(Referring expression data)
⁂
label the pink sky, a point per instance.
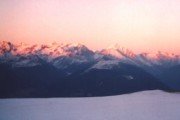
(139, 25)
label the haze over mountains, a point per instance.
(59, 70)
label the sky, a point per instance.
(139, 25)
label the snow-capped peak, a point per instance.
(118, 51)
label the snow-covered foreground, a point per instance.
(148, 105)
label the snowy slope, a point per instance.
(148, 105)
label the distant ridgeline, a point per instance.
(73, 70)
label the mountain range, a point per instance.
⁂
EXERCISE DESCRIPTION – Output consists of exactly the lines from the one containing "label the sky, a point per instance." to the end of the records above, retyped without change and with nothing extra.

OUTPUT OF THE EXERCISE –
label the sky, a point per instance.
(139, 25)
label the snow-capped peak, a point per instance.
(118, 51)
label the snow-covered foreground, a point per instance.
(148, 105)
label the snowy slope, a point per instance.
(148, 105)
label the distant ridgeline, a point per instance.
(73, 70)
label the mountain range, a point per instance.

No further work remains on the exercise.